→ **Document extract**
+ + + + +
On the match as a whole:
“Once again we gave up an early goal and put a lot into it to get back to 1-1. I thought at that point we had the chance to finish the game. When you go down early another time (in the first overtime period), it’s just a case where you’ve put yourself in that spot one too many times and already expended a lot of energy. At that point it was just trying to see if we could create one more chance, but I think we hurt ourselves by giving up the early goal again.”

On the choice to start and remove Ricardo Clark:
“We go through the same process before every game sizing up options. We felt that fresh legs in the center of the field would be good and felt that Ricardo had, against England, been disciplined in the way he helped plug certain holes, we thought that would be important against Ghana. Took him off in the first half which is something that we almost never do, but I was concerned about the card. When we’re already down 1-0 and now you’re trying to push the game in that part of the field, when you play that role playing with a card is incredibly dangerous. I told him that the decision is solely based on the card. Ricardo, such a good man, said he felt badly about the ball he lost and I said that’s part of soccer.”

On Ghana’s team:
“Ghana’s a talented team. I said yesterday that I thought their coach Milovan Rajevac has done a good job in terms of organizing that team, of course they’ll have a tough game against Uruguay but they’re a team that’s capable of moving on.”

On giving up early goals in three of the four World Cup games:
“It’s certainly something we’re aware of. You try to manage games early, once again in the early part of this game we felt like we were doing a solid job but we paid the price for a turnover. We recognize it, but just talking about it doesn’t always change it. It’s a hard lesson and one we’ll hopefully be able to improve upon.”

On whether the tournament has been a success:
“I think the first thoughts for all of us are simple. We felt that in the first round we showed a lot of good qualities, you get through the first round and give yourself a chance now to go far. We felt that we had that ability and we’re disappointed that we didn’t get past this game and continue to test ourselves.”

On whether the late comebacks just cost too much energy:
“It’s possible, but I think the real feeling is that we put a lot into getting this game to 1-1. I think we had one very good chance when it was 1-1 before regulation finished, Jozy had a good chance. When we talked before overtime I think we felt good about physically where we were in the game, but the fact that we gave up a goal so quickly—I think that’s the time that’s a feeling that there’s not that much time, you’re deep into the game and it’s going to be hard to get it back. There’s a few chances after that, maybe you need a break. I thought on the night there were so many attacking plays that seemed to just miss—the timing would be a little off, the last ball was a little off. Some of our crosses weren’t as good as they needed to be. So I thought there were some plays that had potential, but often times it just seemed it was a little bit off.”
+ + + + +
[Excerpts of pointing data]
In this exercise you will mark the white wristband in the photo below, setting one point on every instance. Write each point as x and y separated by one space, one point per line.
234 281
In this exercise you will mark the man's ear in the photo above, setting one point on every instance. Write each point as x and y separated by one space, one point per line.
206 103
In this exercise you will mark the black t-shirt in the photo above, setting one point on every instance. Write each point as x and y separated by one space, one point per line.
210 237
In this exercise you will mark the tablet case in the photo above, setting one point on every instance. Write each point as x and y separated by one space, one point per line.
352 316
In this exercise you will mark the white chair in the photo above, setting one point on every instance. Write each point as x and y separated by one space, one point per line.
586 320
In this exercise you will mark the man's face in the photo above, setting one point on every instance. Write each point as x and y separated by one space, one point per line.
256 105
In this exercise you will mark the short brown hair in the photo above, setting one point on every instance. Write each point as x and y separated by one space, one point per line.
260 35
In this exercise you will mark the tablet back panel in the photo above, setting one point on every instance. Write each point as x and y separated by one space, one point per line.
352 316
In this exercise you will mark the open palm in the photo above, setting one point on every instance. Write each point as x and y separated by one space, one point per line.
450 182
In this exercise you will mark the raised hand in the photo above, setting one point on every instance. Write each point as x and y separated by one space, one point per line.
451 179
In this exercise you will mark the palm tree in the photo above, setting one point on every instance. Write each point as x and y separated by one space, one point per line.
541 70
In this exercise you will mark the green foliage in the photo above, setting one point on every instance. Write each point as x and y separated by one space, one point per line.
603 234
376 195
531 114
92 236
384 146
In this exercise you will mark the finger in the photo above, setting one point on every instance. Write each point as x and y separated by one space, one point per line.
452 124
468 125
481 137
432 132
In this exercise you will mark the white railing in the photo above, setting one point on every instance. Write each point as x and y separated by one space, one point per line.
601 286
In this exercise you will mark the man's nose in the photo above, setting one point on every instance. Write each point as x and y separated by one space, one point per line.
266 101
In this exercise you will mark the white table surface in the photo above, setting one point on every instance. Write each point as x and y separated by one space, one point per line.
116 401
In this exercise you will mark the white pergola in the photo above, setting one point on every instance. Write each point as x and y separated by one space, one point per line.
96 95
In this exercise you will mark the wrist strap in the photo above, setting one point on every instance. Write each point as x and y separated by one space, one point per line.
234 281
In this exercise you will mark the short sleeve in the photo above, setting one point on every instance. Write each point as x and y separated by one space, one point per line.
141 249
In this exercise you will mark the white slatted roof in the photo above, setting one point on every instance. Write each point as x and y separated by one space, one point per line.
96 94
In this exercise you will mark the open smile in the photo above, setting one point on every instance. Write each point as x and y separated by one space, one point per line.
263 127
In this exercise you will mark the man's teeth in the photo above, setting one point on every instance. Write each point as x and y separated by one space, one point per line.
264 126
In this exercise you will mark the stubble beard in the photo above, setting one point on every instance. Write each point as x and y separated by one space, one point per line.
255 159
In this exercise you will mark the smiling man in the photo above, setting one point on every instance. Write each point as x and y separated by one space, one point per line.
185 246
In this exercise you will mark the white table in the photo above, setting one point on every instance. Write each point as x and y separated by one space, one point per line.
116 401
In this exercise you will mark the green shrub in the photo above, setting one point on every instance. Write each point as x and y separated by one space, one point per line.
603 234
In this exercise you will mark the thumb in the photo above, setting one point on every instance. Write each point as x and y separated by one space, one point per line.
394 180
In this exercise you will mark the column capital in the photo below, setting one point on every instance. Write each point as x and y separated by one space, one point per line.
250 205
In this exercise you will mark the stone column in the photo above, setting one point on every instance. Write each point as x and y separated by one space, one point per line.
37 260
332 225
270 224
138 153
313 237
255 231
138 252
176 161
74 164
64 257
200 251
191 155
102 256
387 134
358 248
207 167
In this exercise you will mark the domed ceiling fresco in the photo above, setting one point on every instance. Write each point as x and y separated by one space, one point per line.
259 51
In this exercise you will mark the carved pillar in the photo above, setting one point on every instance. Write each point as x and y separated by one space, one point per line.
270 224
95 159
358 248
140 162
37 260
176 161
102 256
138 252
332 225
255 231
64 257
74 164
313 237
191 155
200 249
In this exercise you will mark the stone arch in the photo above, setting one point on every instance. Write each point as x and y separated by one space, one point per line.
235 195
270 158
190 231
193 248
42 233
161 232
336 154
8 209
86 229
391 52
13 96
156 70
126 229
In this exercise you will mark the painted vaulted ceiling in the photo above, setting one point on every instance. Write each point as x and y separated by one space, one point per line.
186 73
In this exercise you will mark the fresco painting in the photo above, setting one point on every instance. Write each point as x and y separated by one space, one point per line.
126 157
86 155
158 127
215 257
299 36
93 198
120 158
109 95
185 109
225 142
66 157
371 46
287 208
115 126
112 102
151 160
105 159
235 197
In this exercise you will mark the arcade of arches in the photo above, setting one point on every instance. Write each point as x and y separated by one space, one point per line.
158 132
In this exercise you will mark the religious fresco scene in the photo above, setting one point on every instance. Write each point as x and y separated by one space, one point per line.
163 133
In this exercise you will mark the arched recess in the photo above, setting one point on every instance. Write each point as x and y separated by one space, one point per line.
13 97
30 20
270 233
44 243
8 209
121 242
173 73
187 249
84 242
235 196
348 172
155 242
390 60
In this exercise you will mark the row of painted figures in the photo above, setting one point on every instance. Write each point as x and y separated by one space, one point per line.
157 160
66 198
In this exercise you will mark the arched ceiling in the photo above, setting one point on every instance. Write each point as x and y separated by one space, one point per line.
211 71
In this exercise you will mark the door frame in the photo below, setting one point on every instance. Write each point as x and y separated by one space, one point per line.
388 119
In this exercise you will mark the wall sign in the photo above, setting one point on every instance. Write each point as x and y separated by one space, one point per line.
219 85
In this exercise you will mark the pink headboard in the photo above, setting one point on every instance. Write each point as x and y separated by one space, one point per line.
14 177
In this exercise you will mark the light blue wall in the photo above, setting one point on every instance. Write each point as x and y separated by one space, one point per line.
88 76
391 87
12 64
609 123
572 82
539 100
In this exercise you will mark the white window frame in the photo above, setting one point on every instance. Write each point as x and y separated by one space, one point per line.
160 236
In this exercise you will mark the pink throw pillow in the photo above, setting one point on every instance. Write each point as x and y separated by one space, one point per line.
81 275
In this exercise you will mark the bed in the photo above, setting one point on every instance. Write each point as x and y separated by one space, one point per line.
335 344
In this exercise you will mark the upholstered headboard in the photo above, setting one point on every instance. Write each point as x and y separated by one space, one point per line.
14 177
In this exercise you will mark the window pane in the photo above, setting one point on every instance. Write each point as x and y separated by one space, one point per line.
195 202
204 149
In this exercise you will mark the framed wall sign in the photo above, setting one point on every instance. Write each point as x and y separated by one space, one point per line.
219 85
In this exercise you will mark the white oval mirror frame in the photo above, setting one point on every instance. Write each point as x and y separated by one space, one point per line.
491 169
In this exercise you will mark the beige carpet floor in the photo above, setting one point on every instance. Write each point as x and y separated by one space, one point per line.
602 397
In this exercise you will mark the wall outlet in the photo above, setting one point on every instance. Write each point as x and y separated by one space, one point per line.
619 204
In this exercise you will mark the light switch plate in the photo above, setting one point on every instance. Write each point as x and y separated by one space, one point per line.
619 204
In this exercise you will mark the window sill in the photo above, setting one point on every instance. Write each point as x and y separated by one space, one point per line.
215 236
+ + + + +
→ **Short problem A**
Please decide whether each statement agrees with the match comments, answering yes or no and quoting the deciding words: (i) Ricardo Clark was taken off solely because of the card; (ii) early goals were given up in all four World Cup games; (iii) Jozy had a good chance at 1-1 before regulation finished.
→ **Short problem B**
Count the lines of the records that contain the string "sign", and give only that number.
The match comments and the records have no connection to each other.

→ **Full response A**
(i) Yes: "I told him that the decision is solely based on the card."
(ii) No: "On giving up early goals in three of the four World Cup games"
(iii) Yes: "I think we had one very good chance when it was 1-1 before regulation finished, Jozy had a good chance."

→ **Full response B**
2